*Instructions for the task:*
Extract each line from the listing below that contains the word "Target".

══════════════════════════════

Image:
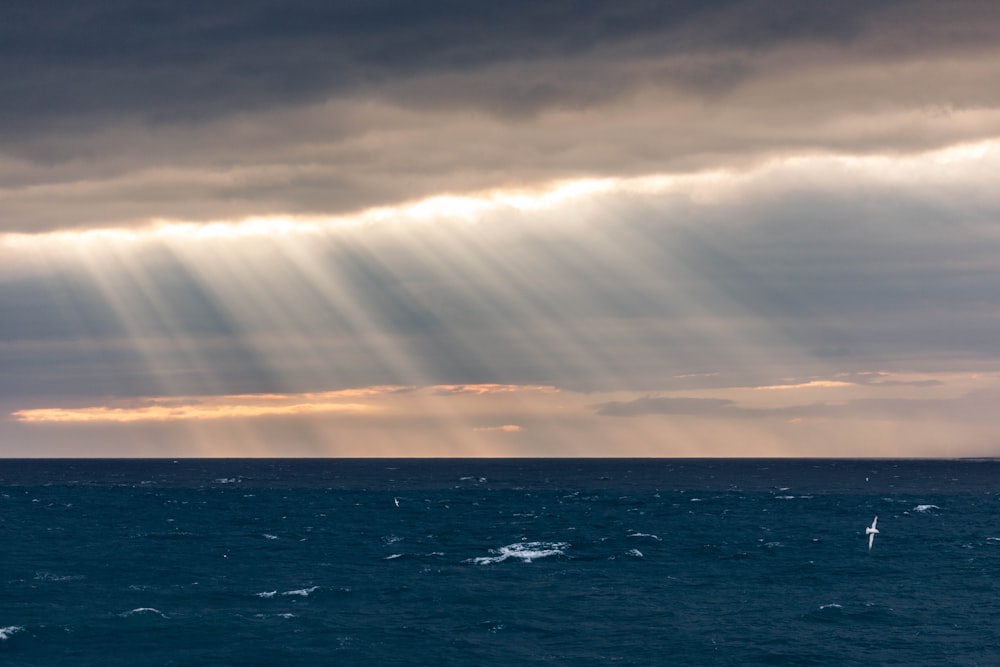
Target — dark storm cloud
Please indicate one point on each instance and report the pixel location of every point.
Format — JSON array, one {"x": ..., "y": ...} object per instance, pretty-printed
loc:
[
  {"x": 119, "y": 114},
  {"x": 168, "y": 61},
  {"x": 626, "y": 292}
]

══════════════════════════════

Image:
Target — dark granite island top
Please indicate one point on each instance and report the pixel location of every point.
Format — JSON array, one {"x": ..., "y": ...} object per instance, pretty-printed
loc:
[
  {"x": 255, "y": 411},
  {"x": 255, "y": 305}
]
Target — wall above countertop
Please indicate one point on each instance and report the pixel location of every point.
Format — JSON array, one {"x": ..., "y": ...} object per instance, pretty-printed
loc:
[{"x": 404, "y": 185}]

══════════════════════════════

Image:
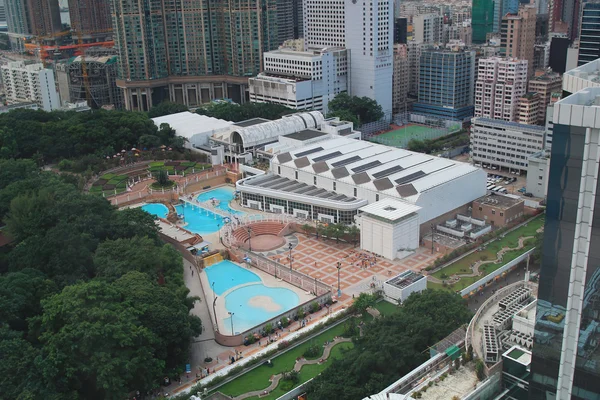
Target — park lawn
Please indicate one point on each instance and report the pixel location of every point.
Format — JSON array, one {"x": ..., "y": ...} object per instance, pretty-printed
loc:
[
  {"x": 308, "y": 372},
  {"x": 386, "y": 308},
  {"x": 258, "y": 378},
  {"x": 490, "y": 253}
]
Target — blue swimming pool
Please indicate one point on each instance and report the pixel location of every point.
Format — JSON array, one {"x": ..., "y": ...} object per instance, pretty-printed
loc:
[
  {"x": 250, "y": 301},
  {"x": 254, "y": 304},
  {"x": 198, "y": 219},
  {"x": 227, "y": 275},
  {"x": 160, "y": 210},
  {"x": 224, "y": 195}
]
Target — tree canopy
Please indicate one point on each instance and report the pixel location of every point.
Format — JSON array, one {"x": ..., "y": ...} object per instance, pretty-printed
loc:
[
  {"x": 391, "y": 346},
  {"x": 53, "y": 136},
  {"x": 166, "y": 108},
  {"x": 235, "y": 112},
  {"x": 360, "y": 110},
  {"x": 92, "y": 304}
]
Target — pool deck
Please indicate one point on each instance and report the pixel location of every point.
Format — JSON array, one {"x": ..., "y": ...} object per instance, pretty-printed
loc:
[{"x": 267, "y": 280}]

══════════════════════════════

*Response to the exercise:*
Target — dark storm cloud
Target — dark granite island top
Target — wall above countertop
Target — park lawn
Target — blue swimming pool
Target — tree canopy
Target — pool deck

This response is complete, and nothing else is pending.